In full and without alteration, copy the listing.

(Beginning of Records for this task)

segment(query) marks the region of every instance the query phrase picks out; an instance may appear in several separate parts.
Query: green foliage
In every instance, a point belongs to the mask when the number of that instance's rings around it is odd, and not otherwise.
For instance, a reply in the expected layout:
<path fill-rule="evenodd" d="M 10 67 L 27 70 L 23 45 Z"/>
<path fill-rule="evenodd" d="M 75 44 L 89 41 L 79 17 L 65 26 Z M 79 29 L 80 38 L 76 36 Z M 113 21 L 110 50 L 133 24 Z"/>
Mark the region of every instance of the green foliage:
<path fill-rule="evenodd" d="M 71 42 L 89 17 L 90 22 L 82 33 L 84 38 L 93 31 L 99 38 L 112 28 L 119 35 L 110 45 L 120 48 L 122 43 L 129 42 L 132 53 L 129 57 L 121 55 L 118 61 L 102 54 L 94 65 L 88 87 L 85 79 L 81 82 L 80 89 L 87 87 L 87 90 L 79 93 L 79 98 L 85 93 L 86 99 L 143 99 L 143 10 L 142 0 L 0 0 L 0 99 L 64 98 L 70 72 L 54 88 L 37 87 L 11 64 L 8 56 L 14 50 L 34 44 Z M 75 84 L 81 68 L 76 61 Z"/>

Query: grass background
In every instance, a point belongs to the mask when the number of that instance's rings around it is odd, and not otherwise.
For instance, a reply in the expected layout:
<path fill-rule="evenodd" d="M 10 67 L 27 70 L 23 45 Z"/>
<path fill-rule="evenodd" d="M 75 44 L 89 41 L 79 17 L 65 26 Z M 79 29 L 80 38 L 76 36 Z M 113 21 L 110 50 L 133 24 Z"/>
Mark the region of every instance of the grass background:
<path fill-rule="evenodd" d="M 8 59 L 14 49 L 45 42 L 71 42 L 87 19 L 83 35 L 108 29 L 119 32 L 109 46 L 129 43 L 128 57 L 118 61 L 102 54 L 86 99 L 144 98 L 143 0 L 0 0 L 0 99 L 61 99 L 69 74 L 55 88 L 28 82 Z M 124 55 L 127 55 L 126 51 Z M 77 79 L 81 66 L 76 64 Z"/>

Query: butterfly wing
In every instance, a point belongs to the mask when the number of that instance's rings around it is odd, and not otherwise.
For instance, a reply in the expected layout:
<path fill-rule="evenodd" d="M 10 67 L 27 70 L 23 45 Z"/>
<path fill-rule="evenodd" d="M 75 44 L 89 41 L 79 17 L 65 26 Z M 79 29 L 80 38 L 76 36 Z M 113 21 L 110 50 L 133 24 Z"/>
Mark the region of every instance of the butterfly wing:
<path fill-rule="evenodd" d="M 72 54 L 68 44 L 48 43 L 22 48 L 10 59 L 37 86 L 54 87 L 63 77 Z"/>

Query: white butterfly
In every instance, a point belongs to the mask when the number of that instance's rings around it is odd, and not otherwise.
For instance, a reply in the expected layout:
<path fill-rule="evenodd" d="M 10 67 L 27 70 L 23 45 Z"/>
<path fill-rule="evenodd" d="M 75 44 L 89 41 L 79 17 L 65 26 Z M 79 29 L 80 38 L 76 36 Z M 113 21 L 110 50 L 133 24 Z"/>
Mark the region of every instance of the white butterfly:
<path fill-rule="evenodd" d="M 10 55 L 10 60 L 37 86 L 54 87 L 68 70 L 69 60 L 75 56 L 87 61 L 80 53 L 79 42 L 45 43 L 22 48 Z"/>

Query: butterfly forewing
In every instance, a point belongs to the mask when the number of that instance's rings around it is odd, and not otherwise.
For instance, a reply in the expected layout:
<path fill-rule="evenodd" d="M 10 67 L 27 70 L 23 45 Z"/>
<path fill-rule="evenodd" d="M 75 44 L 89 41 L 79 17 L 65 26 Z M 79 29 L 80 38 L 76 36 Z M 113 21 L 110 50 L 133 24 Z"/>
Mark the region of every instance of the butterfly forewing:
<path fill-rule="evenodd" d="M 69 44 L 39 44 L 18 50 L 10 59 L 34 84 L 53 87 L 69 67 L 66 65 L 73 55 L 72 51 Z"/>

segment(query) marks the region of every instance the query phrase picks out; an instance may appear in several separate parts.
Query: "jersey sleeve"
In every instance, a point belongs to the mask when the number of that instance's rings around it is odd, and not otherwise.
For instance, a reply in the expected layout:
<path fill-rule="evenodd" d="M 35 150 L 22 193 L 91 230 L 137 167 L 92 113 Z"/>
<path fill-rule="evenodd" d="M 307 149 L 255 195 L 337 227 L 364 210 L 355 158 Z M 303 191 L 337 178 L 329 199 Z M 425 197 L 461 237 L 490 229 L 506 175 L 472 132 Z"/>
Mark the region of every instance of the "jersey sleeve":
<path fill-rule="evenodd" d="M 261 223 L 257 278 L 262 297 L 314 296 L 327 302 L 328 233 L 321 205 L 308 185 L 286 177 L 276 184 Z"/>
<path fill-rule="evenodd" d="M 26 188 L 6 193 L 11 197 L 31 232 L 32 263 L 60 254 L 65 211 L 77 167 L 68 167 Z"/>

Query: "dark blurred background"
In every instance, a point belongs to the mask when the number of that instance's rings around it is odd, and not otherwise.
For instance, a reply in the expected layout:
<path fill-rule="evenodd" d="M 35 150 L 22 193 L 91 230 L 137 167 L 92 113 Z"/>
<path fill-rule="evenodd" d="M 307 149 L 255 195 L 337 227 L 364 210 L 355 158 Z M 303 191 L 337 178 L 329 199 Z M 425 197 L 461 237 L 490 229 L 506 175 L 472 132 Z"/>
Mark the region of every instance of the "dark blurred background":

(End of Records for this task)

## Output below:
segment(query) marks the region of every instance the query phrase picks out; an instance may appear in several separate parts.
Query: green foliage
In every instance, a point belongs to the mask when the number of that instance's rings around it is odd, and not otherwise.
For instance, a reply in the expected layout:
<path fill-rule="evenodd" d="M 10 67 L 27 70 L 23 45 Z"/>
<path fill-rule="evenodd" d="M 75 44 L 89 41 L 79 17 L 65 26 Z M 79 29 L 80 38 L 76 36 Z M 113 21 L 110 50 L 133 24 Z"/>
Mark the region of every instance of the green foliage:
<path fill-rule="evenodd" d="M 71 42 L 89 17 L 90 22 L 82 33 L 84 38 L 93 31 L 99 38 L 112 28 L 119 35 L 110 45 L 120 48 L 122 43 L 129 42 L 132 53 L 129 57 L 121 55 L 118 61 L 102 54 L 94 65 L 88 87 L 85 79 L 81 82 L 80 89 L 87 87 L 87 90 L 79 93 L 79 98 L 85 93 L 86 99 L 143 99 L 143 10 L 142 0 L 0 0 L 0 99 L 64 98 L 70 72 L 54 88 L 37 87 L 11 64 L 8 56 L 14 50 L 34 44 Z M 75 84 L 81 68 L 76 61 Z"/>

Query: grass background
In every instance, a point belongs to the mask when the number of that instance's rings around it is odd, and not otherwise.
For instance, a reply in the expected layout:
<path fill-rule="evenodd" d="M 10 67 L 27 70 L 23 45 Z"/>
<path fill-rule="evenodd" d="M 75 44 L 89 41 L 79 17 L 65 26 Z M 79 29 L 80 38 L 76 36 Z M 113 21 L 110 50 L 133 24 Z"/>
Mark the region of every instance of the grass background:
<path fill-rule="evenodd" d="M 8 59 L 14 49 L 45 42 L 71 42 L 87 19 L 83 35 L 108 29 L 119 32 L 109 46 L 129 43 L 128 57 L 118 61 L 102 54 L 86 99 L 144 98 L 143 0 L 0 0 L 0 99 L 61 99 L 69 74 L 55 88 L 28 82 Z M 124 55 L 127 55 L 126 51 Z M 77 79 L 81 66 L 76 64 Z"/>

Query: butterfly wing
In every instance, a point belongs to the mask when the number of that instance's rings around it is odd, and not otherwise.
For instance, a reply in the expected layout:
<path fill-rule="evenodd" d="M 10 67 L 27 70 L 23 45 Z"/>
<path fill-rule="evenodd" d="M 75 44 L 89 41 L 79 17 L 65 26 Z M 79 29 L 80 38 L 76 36 Z M 113 21 L 110 50 L 133 24 Z"/>
Mark the region of every instance of the butterfly wing:
<path fill-rule="evenodd" d="M 72 54 L 68 44 L 48 43 L 22 48 L 10 59 L 37 86 L 54 87 L 63 77 Z"/>

Query: white butterfly
In every instance, a point belongs to the mask when the number of that instance's rings around it is odd, and not otherwise.
For instance, a reply in the expected layout:
<path fill-rule="evenodd" d="M 10 67 L 27 70 L 23 45 Z"/>
<path fill-rule="evenodd" d="M 75 44 L 89 41 L 79 17 L 65 26 Z M 79 29 L 80 38 L 76 36 Z M 113 21 L 110 50 L 133 24 Z"/>
Mark the region of every instance of the white butterfly:
<path fill-rule="evenodd" d="M 10 55 L 10 60 L 37 86 L 54 87 L 68 70 L 69 60 L 75 56 L 87 61 L 80 53 L 79 42 L 45 43 L 22 48 Z"/>

Query: butterfly forewing
In every instance, a point belongs to the mask when the number of that instance's rings around it is odd, and not otherwise.
For instance, a reply in the expected layout:
<path fill-rule="evenodd" d="M 10 67 L 27 70 L 23 45 Z"/>
<path fill-rule="evenodd" d="M 75 44 L 89 41 L 79 17 L 65 26 Z M 79 29 L 80 38 L 76 36 Z M 113 21 L 110 50 L 133 24 Z"/>
Mark the region of every instance of the butterfly forewing:
<path fill-rule="evenodd" d="M 69 44 L 39 44 L 18 50 L 10 59 L 34 84 L 53 87 L 69 67 L 66 65 L 73 55 L 72 51 Z"/>

segment(query) marks the region of every instance the query phrase picks out; an instance may appear in several separate parts.
Query: "jersey sleeve"
In every instance, a point belongs to the mask when the number of that instance's rings around it is odd, and not otherwise.
For instance, a reply in the expected layout:
<path fill-rule="evenodd" d="M 35 150 L 22 193 L 91 230 L 137 167 L 92 113 Z"/>
<path fill-rule="evenodd" d="M 307 149 L 255 195 L 337 227 L 364 210 L 355 158 Z M 303 191 L 337 178 L 329 199 Z M 425 197 L 461 237 L 490 229 L 506 175 L 472 132 Z"/>
Mark the region of every instance of the "jersey sleeve":
<path fill-rule="evenodd" d="M 261 223 L 257 278 L 262 297 L 314 296 L 327 302 L 328 233 L 321 205 L 308 185 L 286 177 L 276 184 Z"/>
<path fill-rule="evenodd" d="M 26 188 L 6 193 L 11 197 L 31 232 L 32 263 L 60 254 L 65 211 L 77 167 L 68 167 Z"/>

Query: "dark blurred background"
In every instance, a point belongs to the mask when the number of that instance's rings around it is odd, and not otherwise.
For instance, a reply in the expected layout:
<path fill-rule="evenodd" d="M 35 150 L 22 193 L 91 230 L 137 167 L 92 113 Z"/>
<path fill-rule="evenodd" d="M 307 149 L 255 195 L 337 227 L 364 210 L 355 158 Z M 303 191 L 337 178 L 329 199 Z M 425 197 L 461 237 L 490 229 L 506 175 L 472 132 Z"/>
Mark the region of every instance of the "dark blurred background":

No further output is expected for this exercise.